— Start of Listed entries —

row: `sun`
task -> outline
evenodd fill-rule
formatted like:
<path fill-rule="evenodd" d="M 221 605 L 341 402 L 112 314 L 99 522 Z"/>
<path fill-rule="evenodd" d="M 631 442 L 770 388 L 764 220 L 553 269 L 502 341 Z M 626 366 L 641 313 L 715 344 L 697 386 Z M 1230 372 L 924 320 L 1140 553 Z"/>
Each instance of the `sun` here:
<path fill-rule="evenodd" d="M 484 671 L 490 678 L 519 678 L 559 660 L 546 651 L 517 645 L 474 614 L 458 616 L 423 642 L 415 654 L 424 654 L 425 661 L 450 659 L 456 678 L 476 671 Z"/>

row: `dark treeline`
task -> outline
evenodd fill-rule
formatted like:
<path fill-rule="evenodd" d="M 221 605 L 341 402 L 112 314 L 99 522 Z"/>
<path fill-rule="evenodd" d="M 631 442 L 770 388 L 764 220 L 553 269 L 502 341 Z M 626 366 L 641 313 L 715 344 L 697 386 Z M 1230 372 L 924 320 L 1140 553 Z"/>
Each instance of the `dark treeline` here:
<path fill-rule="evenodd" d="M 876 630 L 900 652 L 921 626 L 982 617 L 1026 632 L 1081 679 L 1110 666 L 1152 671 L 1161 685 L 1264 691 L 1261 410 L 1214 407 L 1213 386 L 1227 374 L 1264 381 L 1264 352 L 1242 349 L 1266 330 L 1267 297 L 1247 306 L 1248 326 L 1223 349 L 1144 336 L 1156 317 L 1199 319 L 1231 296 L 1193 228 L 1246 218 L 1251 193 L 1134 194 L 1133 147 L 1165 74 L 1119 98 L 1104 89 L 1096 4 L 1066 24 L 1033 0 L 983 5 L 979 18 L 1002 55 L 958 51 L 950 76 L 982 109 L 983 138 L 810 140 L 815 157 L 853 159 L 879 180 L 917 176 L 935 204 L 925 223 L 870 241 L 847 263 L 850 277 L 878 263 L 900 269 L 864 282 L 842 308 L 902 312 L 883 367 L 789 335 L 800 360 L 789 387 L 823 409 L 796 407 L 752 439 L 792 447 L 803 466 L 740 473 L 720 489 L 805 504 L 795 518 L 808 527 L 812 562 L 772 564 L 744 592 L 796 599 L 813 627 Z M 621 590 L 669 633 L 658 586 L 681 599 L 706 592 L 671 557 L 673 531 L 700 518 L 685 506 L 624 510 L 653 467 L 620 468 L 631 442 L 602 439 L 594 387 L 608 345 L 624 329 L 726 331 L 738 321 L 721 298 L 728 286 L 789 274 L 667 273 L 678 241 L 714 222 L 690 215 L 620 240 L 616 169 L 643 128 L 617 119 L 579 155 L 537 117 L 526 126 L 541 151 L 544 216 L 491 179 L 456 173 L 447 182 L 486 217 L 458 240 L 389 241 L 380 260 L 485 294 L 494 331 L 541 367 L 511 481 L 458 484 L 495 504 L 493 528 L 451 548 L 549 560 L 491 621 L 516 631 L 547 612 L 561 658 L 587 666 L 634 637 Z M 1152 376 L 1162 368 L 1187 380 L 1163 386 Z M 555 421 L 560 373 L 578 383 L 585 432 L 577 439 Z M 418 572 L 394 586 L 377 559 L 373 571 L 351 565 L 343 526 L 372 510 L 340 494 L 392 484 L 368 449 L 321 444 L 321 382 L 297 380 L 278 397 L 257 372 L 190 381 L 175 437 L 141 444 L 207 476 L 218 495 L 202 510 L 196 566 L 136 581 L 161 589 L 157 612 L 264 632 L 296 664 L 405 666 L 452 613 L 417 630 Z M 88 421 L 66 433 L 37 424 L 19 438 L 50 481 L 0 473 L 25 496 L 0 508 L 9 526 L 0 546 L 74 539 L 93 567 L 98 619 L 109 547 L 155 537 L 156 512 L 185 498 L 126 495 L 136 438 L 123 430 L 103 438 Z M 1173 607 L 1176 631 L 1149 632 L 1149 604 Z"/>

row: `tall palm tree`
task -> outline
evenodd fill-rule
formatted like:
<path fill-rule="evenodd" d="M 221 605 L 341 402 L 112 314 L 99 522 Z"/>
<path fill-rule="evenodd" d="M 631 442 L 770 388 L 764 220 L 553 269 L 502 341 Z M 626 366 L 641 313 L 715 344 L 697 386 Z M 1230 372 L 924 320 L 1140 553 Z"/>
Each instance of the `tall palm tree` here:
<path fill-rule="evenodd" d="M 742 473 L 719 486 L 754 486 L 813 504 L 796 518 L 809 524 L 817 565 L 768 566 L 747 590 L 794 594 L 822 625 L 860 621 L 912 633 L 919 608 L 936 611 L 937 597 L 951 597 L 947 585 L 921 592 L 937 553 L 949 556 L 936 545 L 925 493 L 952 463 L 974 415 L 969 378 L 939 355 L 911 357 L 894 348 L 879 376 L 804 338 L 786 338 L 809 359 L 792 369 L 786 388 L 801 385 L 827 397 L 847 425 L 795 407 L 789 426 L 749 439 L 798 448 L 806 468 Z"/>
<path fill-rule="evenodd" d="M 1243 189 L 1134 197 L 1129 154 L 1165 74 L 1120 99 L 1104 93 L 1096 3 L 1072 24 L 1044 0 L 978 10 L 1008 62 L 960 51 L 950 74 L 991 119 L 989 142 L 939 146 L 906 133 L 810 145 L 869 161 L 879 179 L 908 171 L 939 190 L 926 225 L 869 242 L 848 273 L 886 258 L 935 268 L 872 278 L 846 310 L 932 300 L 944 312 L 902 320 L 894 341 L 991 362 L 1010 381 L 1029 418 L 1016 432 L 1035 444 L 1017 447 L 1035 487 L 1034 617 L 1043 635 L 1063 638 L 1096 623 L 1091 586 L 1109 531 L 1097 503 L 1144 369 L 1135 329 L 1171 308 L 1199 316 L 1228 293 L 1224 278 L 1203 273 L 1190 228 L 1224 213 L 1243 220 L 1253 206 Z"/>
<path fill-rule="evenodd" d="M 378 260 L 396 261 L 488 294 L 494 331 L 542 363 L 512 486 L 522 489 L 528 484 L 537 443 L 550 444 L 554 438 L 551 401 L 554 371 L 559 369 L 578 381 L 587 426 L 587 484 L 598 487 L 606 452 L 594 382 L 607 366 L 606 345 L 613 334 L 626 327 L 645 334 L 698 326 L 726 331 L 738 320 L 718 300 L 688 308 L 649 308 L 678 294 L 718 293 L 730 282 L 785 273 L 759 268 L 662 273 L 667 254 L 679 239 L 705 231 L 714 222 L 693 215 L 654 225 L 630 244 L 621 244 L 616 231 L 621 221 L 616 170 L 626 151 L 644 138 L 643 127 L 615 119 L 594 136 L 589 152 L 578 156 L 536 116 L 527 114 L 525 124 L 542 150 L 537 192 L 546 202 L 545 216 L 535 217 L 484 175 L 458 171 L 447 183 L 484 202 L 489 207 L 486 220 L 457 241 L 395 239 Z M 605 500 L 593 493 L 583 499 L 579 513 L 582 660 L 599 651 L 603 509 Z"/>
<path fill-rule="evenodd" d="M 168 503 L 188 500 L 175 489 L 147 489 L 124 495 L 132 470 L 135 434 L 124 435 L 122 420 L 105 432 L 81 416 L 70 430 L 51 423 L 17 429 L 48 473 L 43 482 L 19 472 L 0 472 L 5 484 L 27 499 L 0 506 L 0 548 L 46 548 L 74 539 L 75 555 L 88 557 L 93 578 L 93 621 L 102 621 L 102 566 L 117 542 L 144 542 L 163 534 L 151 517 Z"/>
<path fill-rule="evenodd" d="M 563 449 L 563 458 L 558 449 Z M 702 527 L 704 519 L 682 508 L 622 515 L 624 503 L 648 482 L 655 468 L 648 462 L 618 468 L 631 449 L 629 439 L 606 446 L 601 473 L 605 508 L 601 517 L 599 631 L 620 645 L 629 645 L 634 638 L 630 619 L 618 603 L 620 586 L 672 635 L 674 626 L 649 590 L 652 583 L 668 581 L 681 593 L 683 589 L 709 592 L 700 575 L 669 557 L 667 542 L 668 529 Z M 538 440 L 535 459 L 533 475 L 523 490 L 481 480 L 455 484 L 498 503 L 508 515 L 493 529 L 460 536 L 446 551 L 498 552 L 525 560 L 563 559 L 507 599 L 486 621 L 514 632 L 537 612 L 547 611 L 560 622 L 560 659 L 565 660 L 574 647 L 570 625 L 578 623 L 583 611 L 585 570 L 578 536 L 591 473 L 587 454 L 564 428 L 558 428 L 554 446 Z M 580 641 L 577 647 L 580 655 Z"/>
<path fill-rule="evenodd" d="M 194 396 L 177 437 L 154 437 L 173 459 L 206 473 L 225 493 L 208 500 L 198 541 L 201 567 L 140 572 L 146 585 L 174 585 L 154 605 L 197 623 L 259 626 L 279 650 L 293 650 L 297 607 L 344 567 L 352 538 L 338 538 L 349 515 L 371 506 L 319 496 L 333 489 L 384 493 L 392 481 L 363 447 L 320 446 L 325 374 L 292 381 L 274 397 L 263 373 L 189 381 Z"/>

— End of Listed entries —

The request - Quote word for word every line from the very first one through the line holding "484 671 L 490", including both.

Response -
row: `sun`
task -> outline
evenodd fill-rule
formatted like:
<path fill-rule="evenodd" d="M 221 605 L 341 402 L 112 314 L 99 522 Z"/>
<path fill-rule="evenodd" d="M 631 442 L 770 388 L 764 220 L 553 269 L 502 341 Z M 626 366 L 641 313 L 715 344 L 697 386 Z M 1230 372 L 924 320 L 1140 553 Z"/>
Each instance of the `sun` here:
<path fill-rule="evenodd" d="M 484 671 L 490 678 L 519 678 L 559 660 L 546 651 L 517 645 L 474 614 L 458 616 L 423 642 L 415 654 L 424 654 L 425 661 L 450 659 L 456 678 L 476 671 Z"/>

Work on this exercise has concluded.